┌─ Documento di partenza

La Stagione dei Teatri 2021/2022
Dolore sotto chiave / Sik Sik l’artefice magico di Eduardo De Filippo e con Carlo Cecchi
20-23 gennaio 2022, Teatro Alighieri

 

Presentazione di Dolore sotto chiave / Sik Sik l’artefice magico per La Stagione dei Teatri 2021/2022, a cura di Alessandro Fogli.

fotografia di Matteo Delbò

Il pubblico ravennate ha potuto apprezzarlo l’ultima volta nel 2015 – quando al Teatro Alighieri fu interprete e regista dello shakespeariano La dodicesima notte – e ora Carlo Cecchi torna in città alle prese con Eduardo De Filippo e due piccoli gioielli dell’assurdo quali Dolore sotto chiave e Sik Sik l’artefice magico. Un legame che viene da lontano, quello con Eduardo, con cui Cecchi lavorò nel 1969 all’inizio della sua carriera ma che dopo un burrascoso periodo decise di lasciare. Dopo qualche tempo però i due si riappacificarono e adesso – come ha raccontato lo stesso Cecchi anche in una recente intervista – l’attore ricorda ancora quei momenti con molto piacere.

└─

_Esercizio scritto 1_
Secondo la presentazione, in quale anno Carlo Cecchi lavorò con Eduardo De Filippo all'inizio della sua carriera?
La presentazione e i record vengono da fonti diverse.

┌─ Dati da elaborare

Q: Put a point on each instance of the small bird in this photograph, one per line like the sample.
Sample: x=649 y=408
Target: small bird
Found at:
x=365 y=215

└─

_Esercizio scritto 2_
Trascrivi i record in una tabella Markdown con le colonne «Riga» e «Contenuto», mettendo il numero progressivo e la riga corrispondente e saltando le righe vuote.

_Risultato esercizio 1_
Nel 1969.

_Risultato esercizio 2_
| Riga | Contenuto |
|---|---|
| 1 | Q: Put a point on each instance of the small bird in this photograph, one per line like the sample. |
| 2 | Sample: x=649 y=408 |
| 3 | Target: small bird |
| 4 | Found at: |
| 5 | x=365 y=215 |